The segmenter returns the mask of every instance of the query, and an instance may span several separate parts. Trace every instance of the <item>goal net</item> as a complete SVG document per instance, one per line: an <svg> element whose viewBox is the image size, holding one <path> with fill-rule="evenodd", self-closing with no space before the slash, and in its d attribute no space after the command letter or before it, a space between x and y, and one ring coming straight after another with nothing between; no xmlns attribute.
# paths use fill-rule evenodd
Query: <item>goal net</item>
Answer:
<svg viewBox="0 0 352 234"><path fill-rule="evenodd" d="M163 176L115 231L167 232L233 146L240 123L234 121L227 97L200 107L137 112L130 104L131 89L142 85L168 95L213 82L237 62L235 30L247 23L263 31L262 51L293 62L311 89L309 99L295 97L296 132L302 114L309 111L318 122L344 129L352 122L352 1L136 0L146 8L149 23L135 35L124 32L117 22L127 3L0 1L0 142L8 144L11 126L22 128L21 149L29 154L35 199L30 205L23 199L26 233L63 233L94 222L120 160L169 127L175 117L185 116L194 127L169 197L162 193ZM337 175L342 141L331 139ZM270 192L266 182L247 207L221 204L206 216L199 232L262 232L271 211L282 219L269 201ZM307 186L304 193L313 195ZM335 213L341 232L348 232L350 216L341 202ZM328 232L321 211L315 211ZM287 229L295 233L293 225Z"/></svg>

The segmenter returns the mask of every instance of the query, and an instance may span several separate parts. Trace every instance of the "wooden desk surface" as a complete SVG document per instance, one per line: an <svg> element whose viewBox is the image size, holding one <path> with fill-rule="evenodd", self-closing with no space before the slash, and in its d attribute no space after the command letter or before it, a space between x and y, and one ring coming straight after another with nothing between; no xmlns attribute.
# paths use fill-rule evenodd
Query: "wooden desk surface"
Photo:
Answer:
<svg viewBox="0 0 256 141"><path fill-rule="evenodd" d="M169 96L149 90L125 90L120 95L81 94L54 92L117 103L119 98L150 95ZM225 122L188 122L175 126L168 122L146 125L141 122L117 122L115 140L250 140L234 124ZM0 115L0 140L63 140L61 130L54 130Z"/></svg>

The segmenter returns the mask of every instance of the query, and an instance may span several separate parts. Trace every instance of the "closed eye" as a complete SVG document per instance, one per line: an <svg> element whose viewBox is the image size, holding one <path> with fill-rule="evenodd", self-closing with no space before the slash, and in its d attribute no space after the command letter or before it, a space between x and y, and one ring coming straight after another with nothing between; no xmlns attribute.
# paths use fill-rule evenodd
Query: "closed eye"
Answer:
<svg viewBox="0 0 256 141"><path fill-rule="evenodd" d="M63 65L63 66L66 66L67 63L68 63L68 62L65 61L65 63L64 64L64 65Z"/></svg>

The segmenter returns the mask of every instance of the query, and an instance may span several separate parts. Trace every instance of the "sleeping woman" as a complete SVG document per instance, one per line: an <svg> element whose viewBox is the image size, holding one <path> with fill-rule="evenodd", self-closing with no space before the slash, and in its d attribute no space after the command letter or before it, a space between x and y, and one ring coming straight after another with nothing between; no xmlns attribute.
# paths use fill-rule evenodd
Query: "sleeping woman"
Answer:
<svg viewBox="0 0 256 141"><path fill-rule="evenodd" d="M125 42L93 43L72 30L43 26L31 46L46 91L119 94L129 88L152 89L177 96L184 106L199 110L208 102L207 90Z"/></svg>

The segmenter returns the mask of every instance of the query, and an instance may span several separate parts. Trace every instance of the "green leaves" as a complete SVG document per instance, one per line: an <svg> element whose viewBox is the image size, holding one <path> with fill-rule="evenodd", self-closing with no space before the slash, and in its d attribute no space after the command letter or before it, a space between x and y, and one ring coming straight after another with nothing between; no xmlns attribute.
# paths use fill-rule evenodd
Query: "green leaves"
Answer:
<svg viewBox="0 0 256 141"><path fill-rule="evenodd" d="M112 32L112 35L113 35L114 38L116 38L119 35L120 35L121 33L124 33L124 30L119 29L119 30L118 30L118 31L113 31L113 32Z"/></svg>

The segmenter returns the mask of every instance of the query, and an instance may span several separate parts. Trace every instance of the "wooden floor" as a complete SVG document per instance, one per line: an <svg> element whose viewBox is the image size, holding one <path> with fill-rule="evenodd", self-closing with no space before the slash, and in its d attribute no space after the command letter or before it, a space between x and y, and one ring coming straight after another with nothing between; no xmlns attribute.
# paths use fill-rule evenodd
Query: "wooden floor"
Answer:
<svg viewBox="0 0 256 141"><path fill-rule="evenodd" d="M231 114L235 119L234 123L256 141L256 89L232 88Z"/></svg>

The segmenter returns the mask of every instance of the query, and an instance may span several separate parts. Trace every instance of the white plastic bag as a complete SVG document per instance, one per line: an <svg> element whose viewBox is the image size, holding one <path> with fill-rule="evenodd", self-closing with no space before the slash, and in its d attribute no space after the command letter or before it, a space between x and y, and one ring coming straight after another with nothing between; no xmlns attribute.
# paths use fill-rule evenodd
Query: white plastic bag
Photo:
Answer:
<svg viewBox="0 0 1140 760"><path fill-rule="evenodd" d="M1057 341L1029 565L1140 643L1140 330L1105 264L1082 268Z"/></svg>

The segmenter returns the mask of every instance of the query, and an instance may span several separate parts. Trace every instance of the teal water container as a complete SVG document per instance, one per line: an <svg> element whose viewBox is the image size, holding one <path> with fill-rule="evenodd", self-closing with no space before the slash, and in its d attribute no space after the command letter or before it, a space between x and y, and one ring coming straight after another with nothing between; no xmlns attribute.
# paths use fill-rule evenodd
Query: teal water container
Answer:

■ ■ ■ ■ ■

■ WHAT YOU HAVE TO DO
Take the listing above and write it out again exactly.

■ ANSWER TO THIS TASK
The segmenter returns the mask of every instance of the query, and an instance may span several separate parts. Trace every instance of the <item>goal net</item> as a complete SVG document per instance, one per line: an <svg> element whose viewBox is the image size, holding one <path> with fill-rule="evenodd", self-closing with no space before the slash, and in its d attribute no space after the command letter or before it, a space between x and y, and one ring coming straight after another with nothing between; no xmlns attribute.
# paths use fill-rule evenodd
Query: <item>goal net</item>
Answer:
<svg viewBox="0 0 352 234"><path fill-rule="evenodd" d="M163 176L115 231L167 232L233 146L240 123L234 121L227 97L200 107L137 112L130 104L131 89L142 85L168 95L213 82L237 62L235 30L247 23L263 31L262 51L293 62L311 89L309 99L295 97L296 132L302 114L309 111L318 122L344 129L352 122L352 1L136 0L146 8L149 23L135 35L124 32L117 22L127 3L0 1L0 142L8 144L11 126L22 128L21 149L29 154L35 199L30 205L23 199L26 233L63 233L94 222L120 160L169 127L175 117L185 116L194 127L169 197L162 193ZM337 175L342 141L331 139ZM270 192L266 182L247 207L221 204L206 216L199 232L262 232L271 211L282 219L269 201ZM307 186L304 193L313 195ZM335 213L341 232L348 232L350 216L341 202ZM328 232L321 211L315 211ZM287 229L295 233L293 225Z"/></svg>

The segmenter returns the mask of every instance of the query, and an instance may span several separate parts. Trace every instance of the "wooden desk surface" as a complete SVG document per instance, one per line: an <svg> element whose viewBox is the image size, holding one <path> with fill-rule="evenodd", self-closing with no space before the slash, and in its d attribute no space after the command letter or before it, a space between x and y, and one ring coming straight after another with nothing between; no xmlns attribute.
# paths use fill-rule evenodd
Query: "wooden desk surface"
Photo:
Answer:
<svg viewBox="0 0 256 141"><path fill-rule="evenodd" d="M169 96L149 90L125 90L120 95L81 94L54 92L117 103L119 98L150 95ZM225 122L188 122L175 126L168 122L146 125L141 122L117 122L115 140L250 140L234 124ZM0 115L0 140L63 140L61 130L54 130Z"/></svg>

The segmenter returns the mask of every instance of the query, and an instance may span several separate parts. Trace every instance of the "closed eye" as a complete SVG document per instance, one per line: an <svg> element whose viewBox is the image size, holding one <path> with fill-rule="evenodd", self-closing with no space before the slash, and in its d attribute no space after the command letter or before it, a space between x and y, and one ring coming straight after another with nothing between; no xmlns attribute.
# paths use fill-rule evenodd
Query: "closed eye"
Answer:
<svg viewBox="0 0 256 141"><path fill-rule="evenodd" d="M63 65L63 66L66 66L67 63L68 63L68 62L65 61L65 63L64 64L64 65Z"/></svg>

The segmenter returns the mask of every instance of the query, and an instance may span several separate parts. Trace every instance of the "sleeping woman" as a complete SVG document per instance, one per line: an <svg> element whose viewBox is the image size, holding one <path> with fill-rule="evenodd", self-closing with no space before the slash, and in its d attribute no space after the command letter or before it, a space between x and y, and one ring coming straight after another with nothing between; no xmlns attribute.
# paths use fill-rule evenodd
Query: "sleeping woman"
Answer:
<svg viewBox="0 0 256 141"><path fill-rule="evenodd" d="M125 42L93 43L72 30L43 26L31 46L46 91L119 94L129 88L152 89L177 96L184 106L199 110L208 102L207 90Z"/></svg>

The segmenter returns the mask of every instance of the query, and an instance may span several separate parts. Trace every instance of the "green leaves" as a complete SVG document per instance, one per line: an <svg> element whose viewBox is the image size, holding one <path> with fill-rule="evenodd", self-closing with no space before the slash, and in its d attribute no space after the command letter or before it, a space between x and y, and one ring coming straight after another with nothing between; no xmlns attribute.
# paths use fill-rule evenodd
Query: "green leaves"
Answer:
<svg viewBox="0 0 256 141"><path fill-rule="evenodd" d="M112 32L112 35L113 35L114 38L116 38L119 35L120 35L121 33L124 33L124 30L119 29L119 30L118 30L118 31L113 31L113 32Z"/></svg>

The segmenter returns the mask of every instance of the query, and an instance may span several separate parts. Trace every instance of the "wooden floor" as a complete SVG document per instance, one per line: an <svg> element whose viewBox is the image size, holding one <path> with fill-rule="evenodd", self-closing with no space before the slash, and in its d attribute no space after the command letter or before it, a space between x and y, and one ring coming straight after another with nothing between; no xmlns attribute.
# paths use fill-rule evenodd
Query: "wooden floor"
Answer:
<svg viewBox="0 0 256 141"><path fill-rule="evenodd" d="M231 114L235 119L234 123L256 141L256 89L232 88Z"/></svg>

The segmenter returns the mask of every instance of the query, and an instance may span several separate parts. Trace every instance of the white plastic bag as a complete SVG document per instance, one per line: an <svg> element whose viewBox is the image size, holding one <path> with fill-rule="evenodd", self-closing with no space before the slash, and in its d attribute no space after the command letter or before it, a space between x and y, and one ring coming straight after another with nothing between; no xmlns attribute.
# paths use fill-rule evenodd
Query: white plastic bag
Photo:
Answer:
<svg viewBox="0 0 1140 760"><path fill-rule="evenodd" d="M1057 341L1029 565L1140 643L1140 330L1105 264L1082 268Z"/></svg>

The segmenter returns the mask of every instance of the query, and an instance may span several separate parts. Trace every instance of the teal water container as a complete SVG document per instance, one per line: an <svg> element whose viewBox is the image size, holding one <path> with fill-rule="evenodd", self-closing with no space before the slash, and in its d attribute no space after the command letter or before it, a space between x and y, and one ring coming straight after another with nothing between; no xmlns attribute.
# paths use fill-rule evenodd
Query: teal water container
Answer:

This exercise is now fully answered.